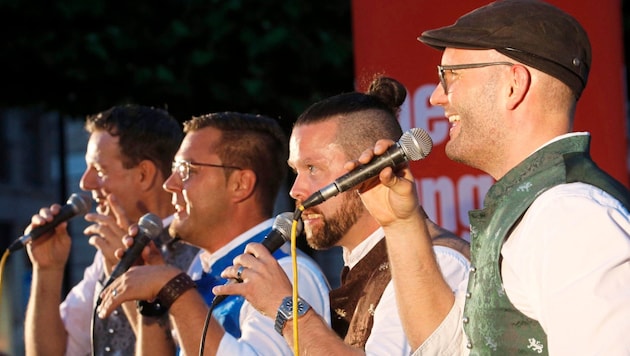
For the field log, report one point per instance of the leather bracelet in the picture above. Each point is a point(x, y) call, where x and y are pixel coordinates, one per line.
point(166, 296)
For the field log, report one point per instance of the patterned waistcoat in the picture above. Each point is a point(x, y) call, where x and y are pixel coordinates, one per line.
point(353, 303)
point(114, 336)
point(492, 324)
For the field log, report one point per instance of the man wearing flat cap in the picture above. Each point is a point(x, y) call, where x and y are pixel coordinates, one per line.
point(551, 247)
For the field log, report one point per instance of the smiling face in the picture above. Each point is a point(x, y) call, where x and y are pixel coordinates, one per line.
point(105, 175)
point(317, 161)
point(473, 106)
point(201, 200)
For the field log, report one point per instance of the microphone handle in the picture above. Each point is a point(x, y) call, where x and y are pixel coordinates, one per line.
point(129, 257)
point(272, 242)
point(66, 212)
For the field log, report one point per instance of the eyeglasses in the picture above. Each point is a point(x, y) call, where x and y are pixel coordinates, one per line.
point(442, 69)
point(182, 168)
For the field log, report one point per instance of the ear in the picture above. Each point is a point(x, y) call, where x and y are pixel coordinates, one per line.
point(519, 85)
point(147, 174)
point(242, 184)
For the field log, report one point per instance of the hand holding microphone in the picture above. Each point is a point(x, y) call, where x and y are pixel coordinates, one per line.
point(77, 204)
point(413, 145)
point(279, 234)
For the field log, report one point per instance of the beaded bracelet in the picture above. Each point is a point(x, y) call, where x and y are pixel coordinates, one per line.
point(167, 296)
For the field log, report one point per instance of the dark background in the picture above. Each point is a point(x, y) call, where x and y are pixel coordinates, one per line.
point(191, 57)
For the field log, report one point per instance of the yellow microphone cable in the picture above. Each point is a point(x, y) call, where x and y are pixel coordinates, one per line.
point(3, 262)
point(294, 226)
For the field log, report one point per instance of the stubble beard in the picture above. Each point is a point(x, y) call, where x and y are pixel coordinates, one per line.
point(335, 226)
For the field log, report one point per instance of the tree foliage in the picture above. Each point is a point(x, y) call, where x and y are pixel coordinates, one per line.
point(273, 57)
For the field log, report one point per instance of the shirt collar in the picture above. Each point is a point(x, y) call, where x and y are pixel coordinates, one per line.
point(207, 258)
point(351, 258)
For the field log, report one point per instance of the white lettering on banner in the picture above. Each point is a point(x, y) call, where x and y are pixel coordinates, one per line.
point(417, 112)
point(447, 200)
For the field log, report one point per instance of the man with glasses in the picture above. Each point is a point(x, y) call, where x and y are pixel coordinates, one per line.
point(224, 181)
point(365, 312)
point(551, 247)
point(128, 157)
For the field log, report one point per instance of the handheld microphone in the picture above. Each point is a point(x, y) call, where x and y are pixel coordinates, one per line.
point(149, 227)
point(413, 145)
point(77, 204)
point(279, 234)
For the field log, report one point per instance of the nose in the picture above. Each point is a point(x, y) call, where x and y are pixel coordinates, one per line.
point(438, 96)
point(299, 190)
point(172, 184)
point(89, 179)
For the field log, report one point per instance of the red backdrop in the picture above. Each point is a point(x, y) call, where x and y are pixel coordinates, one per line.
point(385, 41)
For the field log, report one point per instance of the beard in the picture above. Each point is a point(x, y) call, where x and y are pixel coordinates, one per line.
point(336, 225)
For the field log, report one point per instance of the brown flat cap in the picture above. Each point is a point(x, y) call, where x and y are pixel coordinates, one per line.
point(532, 32)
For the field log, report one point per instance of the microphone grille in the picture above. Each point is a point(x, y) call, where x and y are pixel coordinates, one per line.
point(283, 224)
point(80, 203)
point(416, 143)
point(150, 224)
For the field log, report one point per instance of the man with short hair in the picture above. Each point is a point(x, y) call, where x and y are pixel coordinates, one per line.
point(551, 246)
point(226, 176)
point(128, 157)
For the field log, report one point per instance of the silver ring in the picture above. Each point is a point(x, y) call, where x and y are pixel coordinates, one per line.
point(239, 272)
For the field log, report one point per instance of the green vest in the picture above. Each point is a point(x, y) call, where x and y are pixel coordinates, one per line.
point(493, 325)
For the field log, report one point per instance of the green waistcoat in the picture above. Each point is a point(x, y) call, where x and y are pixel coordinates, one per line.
point(493, 325)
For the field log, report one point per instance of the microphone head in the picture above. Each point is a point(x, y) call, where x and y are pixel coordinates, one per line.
point(283, 224)
point(151, 225)
point(416, 144)
point(80, 203)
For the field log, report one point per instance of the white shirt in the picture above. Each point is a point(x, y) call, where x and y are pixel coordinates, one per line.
point(258, 336)
point(77, 309)
point(387, 336)
point(566, 265)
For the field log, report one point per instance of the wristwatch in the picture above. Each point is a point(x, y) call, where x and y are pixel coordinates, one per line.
point(285, 312)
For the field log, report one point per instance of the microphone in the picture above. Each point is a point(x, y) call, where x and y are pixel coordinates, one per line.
point(77, 204)
point(413, 145)
point(149, 227)
point(279, 234)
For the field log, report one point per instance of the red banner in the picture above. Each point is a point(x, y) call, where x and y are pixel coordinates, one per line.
point(385, 42)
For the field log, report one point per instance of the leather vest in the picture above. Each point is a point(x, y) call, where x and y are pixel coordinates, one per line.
point(492, 324)
point(352, 304)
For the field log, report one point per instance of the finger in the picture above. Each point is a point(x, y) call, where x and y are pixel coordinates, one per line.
point(133, 229)
point(256, 250)
point(111, 298)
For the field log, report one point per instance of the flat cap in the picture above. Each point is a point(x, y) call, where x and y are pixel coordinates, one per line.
point(532, 32)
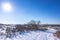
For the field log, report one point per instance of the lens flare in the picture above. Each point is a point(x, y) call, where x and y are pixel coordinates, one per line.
point(6, 7)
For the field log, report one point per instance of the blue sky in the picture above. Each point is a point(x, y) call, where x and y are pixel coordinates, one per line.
point(47, 11)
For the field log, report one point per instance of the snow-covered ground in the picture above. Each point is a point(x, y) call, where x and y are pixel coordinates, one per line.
point(32, 35)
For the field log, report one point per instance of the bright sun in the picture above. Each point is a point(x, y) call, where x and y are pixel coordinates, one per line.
point(7, 7)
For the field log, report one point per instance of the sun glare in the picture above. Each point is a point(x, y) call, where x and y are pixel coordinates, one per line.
point(7, 7)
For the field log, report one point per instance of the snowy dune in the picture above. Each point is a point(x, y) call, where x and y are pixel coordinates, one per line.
point(32, 35)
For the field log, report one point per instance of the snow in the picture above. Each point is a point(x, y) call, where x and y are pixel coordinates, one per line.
point(32, 35)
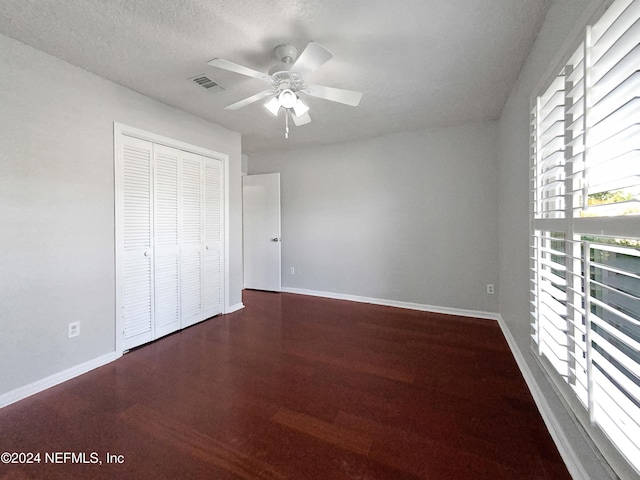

+---+

◆ What you are asked to do ◆
All of the entries above are to be duplicated exactly, with every image left out.

◆ Result for this task ◆
For the field log, report one point per instance of the leather bracelet in the picture above. Each point is a point(x, y) call, where x and y are pixel coordinates, one per line.
point(166, 296)
For the field log, report one point per instance of the patterned waistcoat in the picture above. Each point is a point(x, y) call, where x and y are pixel coordinates, one per line.
point(353, 303)
point(114, 336)
point(492, 324)
For the field log, report one point per instance of the man wearing flat cap in the picture above. Each point is a point(x, y) call, where x and y are pixel coordinates, one per line.
point(551, 247)
For the field log, report one point per instance of the smiling face in the picture above. Each point is a point(x, y) call, where x and y are pixel coordinates, one per line.
point(105, 175)
point(317, 161)
point(473, 106)
point(201, 200)
For the field log, report one point per instance of the microphone handle in the picture above. Each point is a point(x, y) call, where x and y are pixel coordinates, one per line.
point(129, 257)
point(272, 242)
point(66, 212)
For the field log, report one point per instance of the eyeglasses in the picture above. Each point is a point(x, y) call, where x and y are pixel coordinates, one per line.
point(442, 69)
point(182, 168)
For the field log, report one point per instance of the ear in the picture above. Each point is a point(x, y) call, where x and y are pixel coordinates, one per line.
point(519, 85)
point(147, 174)
point(242, 184)
For the field log, report one point per instance of the hand holding microphone in the picture above. Each point is a point(x, y) call, where x and y are pixel coordinates, one per line.
point(77, 204)
point(413, 145)
point(279, 234)
For the field log, report one point per instance of the beaded bracelet in the picture above. Each point is a point(x, y) call, where x and y are pixel coordinates, one per line.
point(167, 296)
For the field log, report one point per instance of the dark background in the picture above. Each point is a point(x, y) call, where x and y are pixel coordinates, one per line.
point(191, 57)
For the field log, report one point per instance of the yellow microphone cable in the picture above. Each point is a point(x, y) call, where x and y are pixel coordinates, one per line.
point(3, 262)
point(294, 226)
For the field log, report one point per instance of the stubble beard in the picture above. Each point is a point(x, y) call, where x and y are pixel coordinates, one per line.
point(335, 226)
For the field log, report one point per instance of the tree foliage in the picture above. Each point is a point(x, y) call, where x and y are pixel coordinates, one per line.
point(273, 57)
For the field log, report one point per instance of the shirt collar in the picture above. Each point is a point(x, y) call, where x and y are pixel coordinates, one per line.
point(207, 258)
point(351, 258)
For the field log, report one point per instance of the white lettering on banner in the picture above. Each point is a point(x, y) call, where x and y are pixel coordinates, one per line.
point(417, 112)
point(447, 200)
For the field log, report one point per instance of the man with glasses in the picture above. Each point is a point(x, y) call, where x and y are pixel coordinates, one per line.
point(224, 181)
point(365, 312)
point(551, 247)
point(128, 157)
For the field log, report one point per instance of the handheld microphone in the picture above. Each point is a point(x, y) call, where x and y are pixel coordinates, one per line.
point(149, 227)
point(413, 145)
point(77, 204)
point(279, 234)
For the field log, report one point per instance of the nose in the picture above. Each point is a point(x, y) call, where x and y are pixel coordinates, one per line.
point(438, 96)
point(299, 190)
point(172, 184)
point(89, 179)
For the field log, report one point per instance of the red backdrop in the picture above. Each point is a point(x, y) call, where x and y are pixel coordinates, one per line.
point(385, 41)
For the field log, report one point per instance of the beard in the picture above. Each point is a point(x, y) call, where x and y are pixel coordinates, one per line.
point(336, 225)
For the field log, report one point per instance of the brown flat cap in the picture above. Each point is a point(x, y) call, where x and y are pixel coordinates, one per line.
point(532, 32)
For the field log, report one point per instance of the microphone grille in the picture above. Each point is a point(x, y) call, where x and y are pixel coordinates, one per line.
point(283, 224)
point(80, 203)
point(416, 143)
point(150, 224)
For the field log, report one point per instance of the man with short hair in the picture above. Each point is a point(x, y) call, where x and y are pixel coordinates, one per line.
point(551, 246)
point(226, 176)
point(128, 157)
For the field log, report one point per instance of the silver ring in the picture above. Each point is a point(x, y) call, where x and y are pixel coordinates, one per line.
point(239, 272)
For the field log, report one point per instance of the green vest in the picture above. Each point is a point(x, y) call, where x and y are pixel coordinates, one per line.
point(493, 325)
For the field log, report one point per instance of the green waistcoat in the picture above. Each point is a point(x, y) call, where x and y are pixel coordinates, one per line.
point(493, 325)
For the field log, report one point per instance of the microphone head in the picture above. Each point is a point(x, y) call, where x and y are pixel coordinates, one per line.
point(283, 224)
point(151, 225)
point(416, 144)
point(80, 203)
For the field log, report one point per instance of the white shirt in the picture above. Each point is a point(x, y) call, where x and y are pixel coordinates, one per line.
point(258, 336)
point(77, 309)
point(387, 336)
point(566, 265)
For the field log, report one point per instance of the wristwatch in the picture above. Each point is a point(x, y) call, where x and y are pixel coordinates, one per line.
point(285, 312)
For the field log, report one point per instance of the microphone in the picture above. Each point is a point(x, y) call, where x and y are pixel coordinates, one per line.
point(77, 204)
point(413, 145)
point(149, 227)
point(279, 234)
For the field log, report one point per instance of the red banner in the picture above. Each point is a point(x, y) call, where x and y are pixel coordinates, one per line.
point(385, 42)
For the field log, report one point per instance of the leather vest in the picture above. Each point is a point(x, y) call, where x and y are pixel coordinates, one per line.
point(492, 324)
point(352, 304)
For the field log, report one point per instance of the finger in the picture above. Each point is a point(x, y) call, where x and y are pixel coordinates, one per line.
point(133, 229)
point(256, 250)
point(111, 298)
For the field log, report one point per instance of the flat cap in the picture above. Each point is a point(x, y) call, where x and y are pixel coordinates, one per line.
point(532, 32)
For the field log, report one point per instance of the lens flare in the picture above. Each point is a point(x, y) call, where x and y are pixel coordinates, one per line.
point(6, 7)
For the field log, report one point per instance of the blue sky in the picture above. Each point is a point(x, y) call, where x and y are pixel coordinates, one per line.
point(47, 11)
For the field log, report one point per instance of the snow-covered ground in the picture above. Each point is a point(x, y) call, where x and y are pixel coordinates, one per line.
point(32, 35)
For the field log, report one point per instance of the bright sun in the picture above. Each point is a point(x, y) call, where x and y are pixel coordinates, one per line.
point(7, 7)
For the field log, report one point per instance of the sun glare in the picture above. Each point is a point(x, y) call, where x and y are pixel coordinates, one per line.
point(7, 7)
For the field log, report one point per instance of the snowy dune in the picture above. Each point is a point(x, y) call, where x and y are pixel coordinates, one per line.
point(32, 35)
For the field log, report one point per instance of the snow in the picture above. Each point is a point(x, y) call, where x and y are pixel coordinates, one per line.
point(32, 35)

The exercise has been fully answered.